Task statement: Swap "face mask" for "face covering" in everything from the line containing "Target: white face mask" down to the line containing "xmin=886 ymin=413 xmax=906 ymax=438". Return only those lines, with nothing else changed.
[begin Supplied entries]
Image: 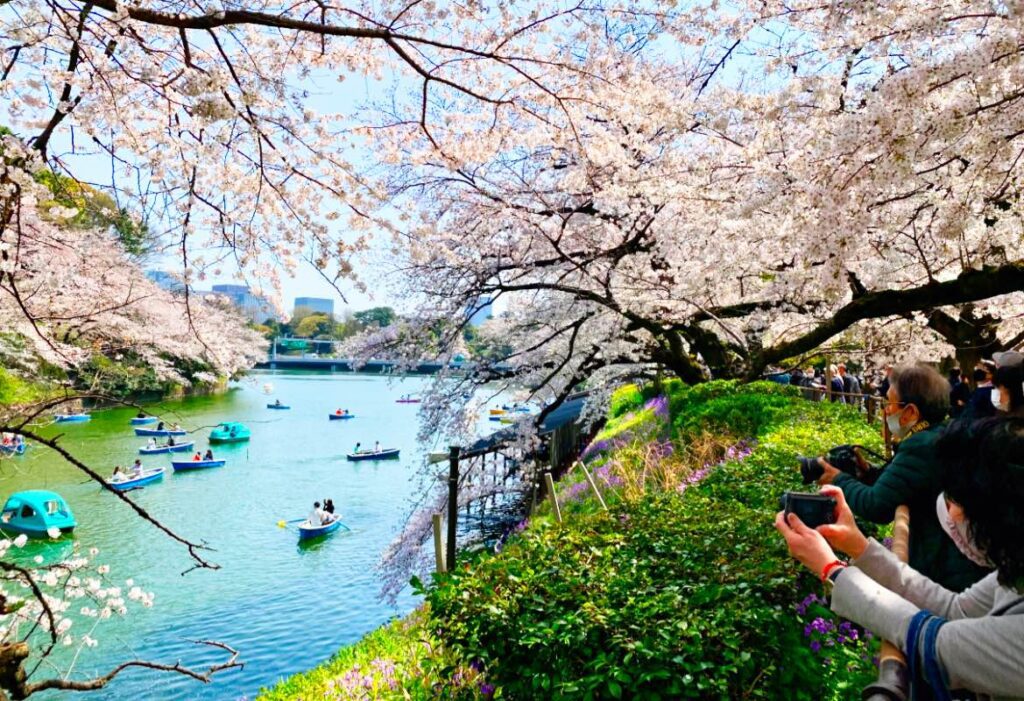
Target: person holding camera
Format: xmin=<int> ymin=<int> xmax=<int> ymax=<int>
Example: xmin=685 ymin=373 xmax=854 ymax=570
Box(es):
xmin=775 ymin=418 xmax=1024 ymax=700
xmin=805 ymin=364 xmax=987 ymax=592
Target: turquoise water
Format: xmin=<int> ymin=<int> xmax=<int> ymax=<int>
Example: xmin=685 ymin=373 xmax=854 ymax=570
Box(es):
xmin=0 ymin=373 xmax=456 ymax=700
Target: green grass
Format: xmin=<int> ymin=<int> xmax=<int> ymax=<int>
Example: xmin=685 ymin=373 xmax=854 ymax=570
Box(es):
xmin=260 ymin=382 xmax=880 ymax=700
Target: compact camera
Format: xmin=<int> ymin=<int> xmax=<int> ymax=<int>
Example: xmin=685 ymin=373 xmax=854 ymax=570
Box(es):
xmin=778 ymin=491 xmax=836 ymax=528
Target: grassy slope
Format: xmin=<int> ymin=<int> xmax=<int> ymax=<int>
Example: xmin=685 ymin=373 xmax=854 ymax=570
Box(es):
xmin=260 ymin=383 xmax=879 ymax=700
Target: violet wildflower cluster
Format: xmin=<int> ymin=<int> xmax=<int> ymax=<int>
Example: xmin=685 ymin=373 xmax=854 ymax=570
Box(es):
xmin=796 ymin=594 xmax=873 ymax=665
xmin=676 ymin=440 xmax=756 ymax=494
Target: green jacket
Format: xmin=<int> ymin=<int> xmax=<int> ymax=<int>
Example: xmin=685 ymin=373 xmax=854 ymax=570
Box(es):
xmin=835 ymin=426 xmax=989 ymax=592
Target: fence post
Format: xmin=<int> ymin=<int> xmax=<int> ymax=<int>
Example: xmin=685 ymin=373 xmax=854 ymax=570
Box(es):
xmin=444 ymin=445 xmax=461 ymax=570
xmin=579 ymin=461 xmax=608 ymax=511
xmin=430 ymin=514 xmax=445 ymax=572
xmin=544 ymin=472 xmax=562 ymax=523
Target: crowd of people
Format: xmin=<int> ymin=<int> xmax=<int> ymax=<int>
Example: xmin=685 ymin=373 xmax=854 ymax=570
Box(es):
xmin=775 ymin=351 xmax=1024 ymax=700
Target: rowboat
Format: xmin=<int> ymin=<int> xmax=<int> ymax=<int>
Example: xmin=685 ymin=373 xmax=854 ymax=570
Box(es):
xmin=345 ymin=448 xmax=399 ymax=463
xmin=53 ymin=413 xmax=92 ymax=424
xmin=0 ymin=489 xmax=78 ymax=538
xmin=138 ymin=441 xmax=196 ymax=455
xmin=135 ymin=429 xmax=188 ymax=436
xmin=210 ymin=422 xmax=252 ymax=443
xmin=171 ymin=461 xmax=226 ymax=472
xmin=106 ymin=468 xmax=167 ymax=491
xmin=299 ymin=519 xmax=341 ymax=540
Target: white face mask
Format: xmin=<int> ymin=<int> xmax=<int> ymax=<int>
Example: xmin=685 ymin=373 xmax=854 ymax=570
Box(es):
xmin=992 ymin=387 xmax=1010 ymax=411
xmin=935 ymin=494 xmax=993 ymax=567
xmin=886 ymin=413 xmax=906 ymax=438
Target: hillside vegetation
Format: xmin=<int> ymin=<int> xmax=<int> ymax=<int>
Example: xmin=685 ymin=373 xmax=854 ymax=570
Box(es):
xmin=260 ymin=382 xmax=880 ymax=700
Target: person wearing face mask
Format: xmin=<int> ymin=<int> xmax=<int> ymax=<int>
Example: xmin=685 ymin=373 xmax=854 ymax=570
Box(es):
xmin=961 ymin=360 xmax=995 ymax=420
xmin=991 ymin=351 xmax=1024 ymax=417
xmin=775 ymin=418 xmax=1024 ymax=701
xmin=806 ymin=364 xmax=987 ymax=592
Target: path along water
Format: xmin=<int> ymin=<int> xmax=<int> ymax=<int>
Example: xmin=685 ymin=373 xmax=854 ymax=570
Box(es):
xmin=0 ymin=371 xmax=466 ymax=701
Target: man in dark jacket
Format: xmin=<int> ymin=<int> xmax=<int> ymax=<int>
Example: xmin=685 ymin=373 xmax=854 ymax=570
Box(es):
[end Supplied entries]
[begin Supplied entries]
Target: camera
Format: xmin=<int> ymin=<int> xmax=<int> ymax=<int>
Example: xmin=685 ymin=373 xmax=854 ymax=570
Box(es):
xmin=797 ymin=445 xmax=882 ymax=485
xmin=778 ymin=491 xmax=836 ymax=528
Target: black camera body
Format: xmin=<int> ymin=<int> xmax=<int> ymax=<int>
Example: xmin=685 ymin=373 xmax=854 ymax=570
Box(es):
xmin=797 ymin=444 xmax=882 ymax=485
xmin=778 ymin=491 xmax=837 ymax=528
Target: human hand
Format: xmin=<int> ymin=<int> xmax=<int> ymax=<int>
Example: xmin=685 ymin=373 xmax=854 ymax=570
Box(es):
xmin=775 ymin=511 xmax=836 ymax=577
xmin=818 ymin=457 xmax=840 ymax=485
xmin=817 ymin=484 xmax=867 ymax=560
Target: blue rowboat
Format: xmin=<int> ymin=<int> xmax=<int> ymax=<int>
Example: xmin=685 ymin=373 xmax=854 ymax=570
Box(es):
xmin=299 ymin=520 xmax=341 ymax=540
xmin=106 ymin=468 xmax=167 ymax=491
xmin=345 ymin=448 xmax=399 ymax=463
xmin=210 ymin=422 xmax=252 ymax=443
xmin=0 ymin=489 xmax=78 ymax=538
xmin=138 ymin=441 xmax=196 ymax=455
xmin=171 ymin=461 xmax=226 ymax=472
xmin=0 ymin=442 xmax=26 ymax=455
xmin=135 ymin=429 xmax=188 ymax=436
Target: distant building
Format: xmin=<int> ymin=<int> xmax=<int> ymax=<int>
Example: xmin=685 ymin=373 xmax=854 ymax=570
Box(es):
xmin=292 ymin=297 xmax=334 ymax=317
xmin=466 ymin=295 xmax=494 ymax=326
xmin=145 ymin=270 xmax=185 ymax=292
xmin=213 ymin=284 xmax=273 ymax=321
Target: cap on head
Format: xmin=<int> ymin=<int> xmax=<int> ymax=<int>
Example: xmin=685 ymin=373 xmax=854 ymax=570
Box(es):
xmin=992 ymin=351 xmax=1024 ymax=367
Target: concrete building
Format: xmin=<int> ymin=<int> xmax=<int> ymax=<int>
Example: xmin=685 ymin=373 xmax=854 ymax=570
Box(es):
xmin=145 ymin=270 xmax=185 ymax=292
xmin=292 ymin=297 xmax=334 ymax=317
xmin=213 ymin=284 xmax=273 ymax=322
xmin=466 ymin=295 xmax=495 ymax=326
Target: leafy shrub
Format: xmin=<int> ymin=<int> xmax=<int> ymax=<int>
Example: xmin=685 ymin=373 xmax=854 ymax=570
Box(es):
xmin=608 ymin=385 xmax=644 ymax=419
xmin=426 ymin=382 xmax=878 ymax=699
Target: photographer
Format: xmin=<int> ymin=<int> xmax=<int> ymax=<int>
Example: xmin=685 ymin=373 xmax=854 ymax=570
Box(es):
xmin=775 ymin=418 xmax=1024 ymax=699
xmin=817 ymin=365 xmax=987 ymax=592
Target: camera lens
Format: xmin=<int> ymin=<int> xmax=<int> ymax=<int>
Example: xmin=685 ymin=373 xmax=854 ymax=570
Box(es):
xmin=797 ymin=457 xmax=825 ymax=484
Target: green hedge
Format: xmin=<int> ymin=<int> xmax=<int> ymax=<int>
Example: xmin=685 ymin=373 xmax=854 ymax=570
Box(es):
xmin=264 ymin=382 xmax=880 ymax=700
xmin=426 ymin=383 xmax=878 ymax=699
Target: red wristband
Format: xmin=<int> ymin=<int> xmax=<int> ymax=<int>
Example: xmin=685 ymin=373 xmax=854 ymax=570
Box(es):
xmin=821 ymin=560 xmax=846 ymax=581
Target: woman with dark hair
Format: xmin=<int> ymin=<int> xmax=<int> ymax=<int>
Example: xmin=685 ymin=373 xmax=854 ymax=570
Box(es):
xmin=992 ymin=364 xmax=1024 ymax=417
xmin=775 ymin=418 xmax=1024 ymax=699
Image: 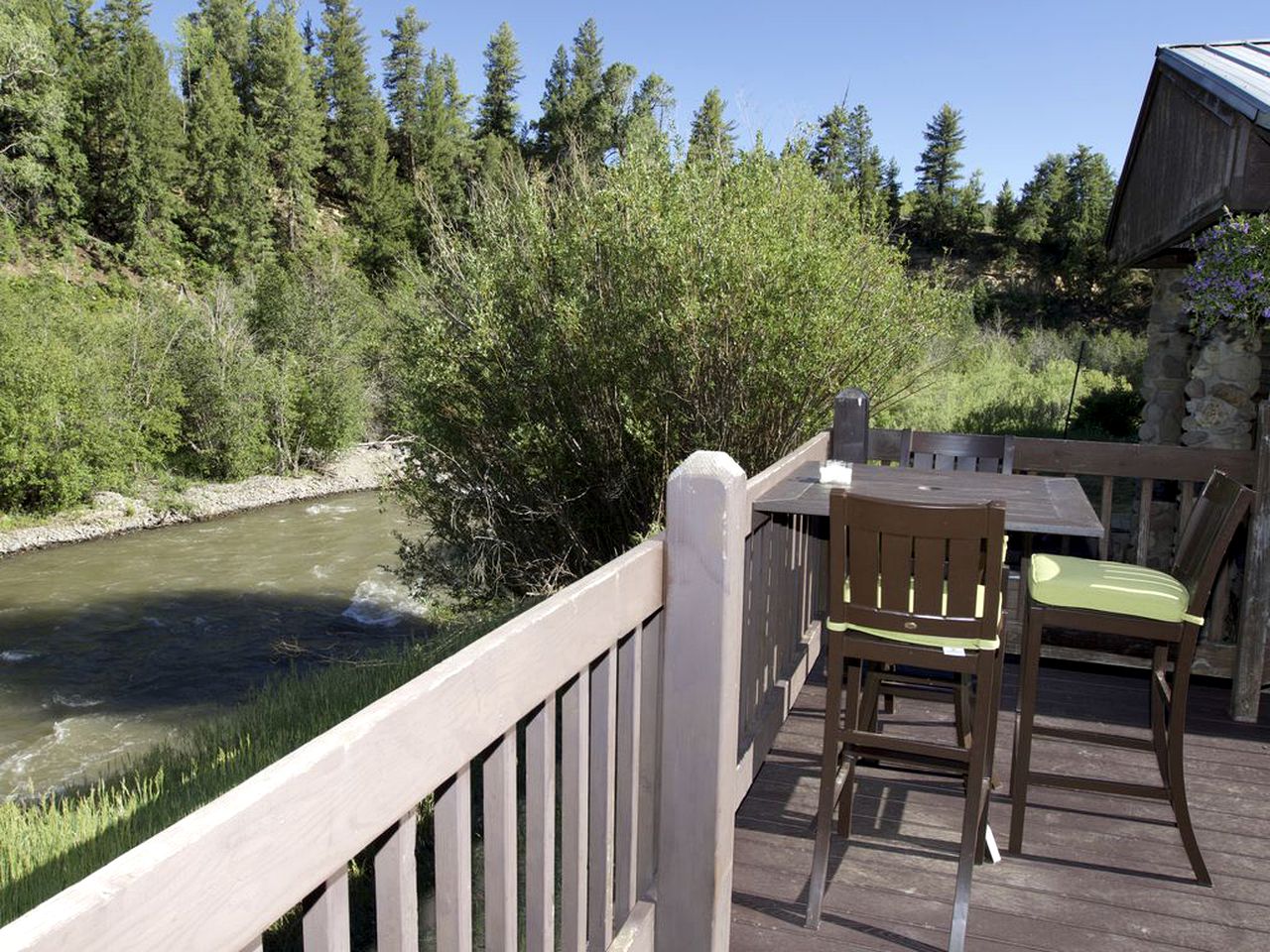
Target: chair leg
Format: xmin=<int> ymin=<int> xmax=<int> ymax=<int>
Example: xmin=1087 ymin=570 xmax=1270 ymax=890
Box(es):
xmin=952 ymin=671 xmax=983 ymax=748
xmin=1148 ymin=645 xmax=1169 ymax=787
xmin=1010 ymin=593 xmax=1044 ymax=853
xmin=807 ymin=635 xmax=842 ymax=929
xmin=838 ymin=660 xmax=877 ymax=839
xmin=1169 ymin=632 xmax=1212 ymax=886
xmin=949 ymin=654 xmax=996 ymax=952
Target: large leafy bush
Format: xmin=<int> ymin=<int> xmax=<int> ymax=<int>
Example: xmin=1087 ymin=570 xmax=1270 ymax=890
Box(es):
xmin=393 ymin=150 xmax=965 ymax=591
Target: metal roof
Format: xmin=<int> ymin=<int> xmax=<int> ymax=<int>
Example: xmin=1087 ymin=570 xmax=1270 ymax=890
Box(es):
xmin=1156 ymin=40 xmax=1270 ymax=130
[end Supplied entries]
Finished answer:
Target: white face covering
Format: xmin=<int> ymin=<int> xmax=<int> ymax=<int>
Example: xmin=685 ymin=373 xmax=854 ymax=570
Box(es):
xmin=992 ymin=387 xmax=1010 ymax=411
xmin=935 ymin=494 xmax=993 ymax=567
xmin=886 ymin=413 xmax=906 ymax=438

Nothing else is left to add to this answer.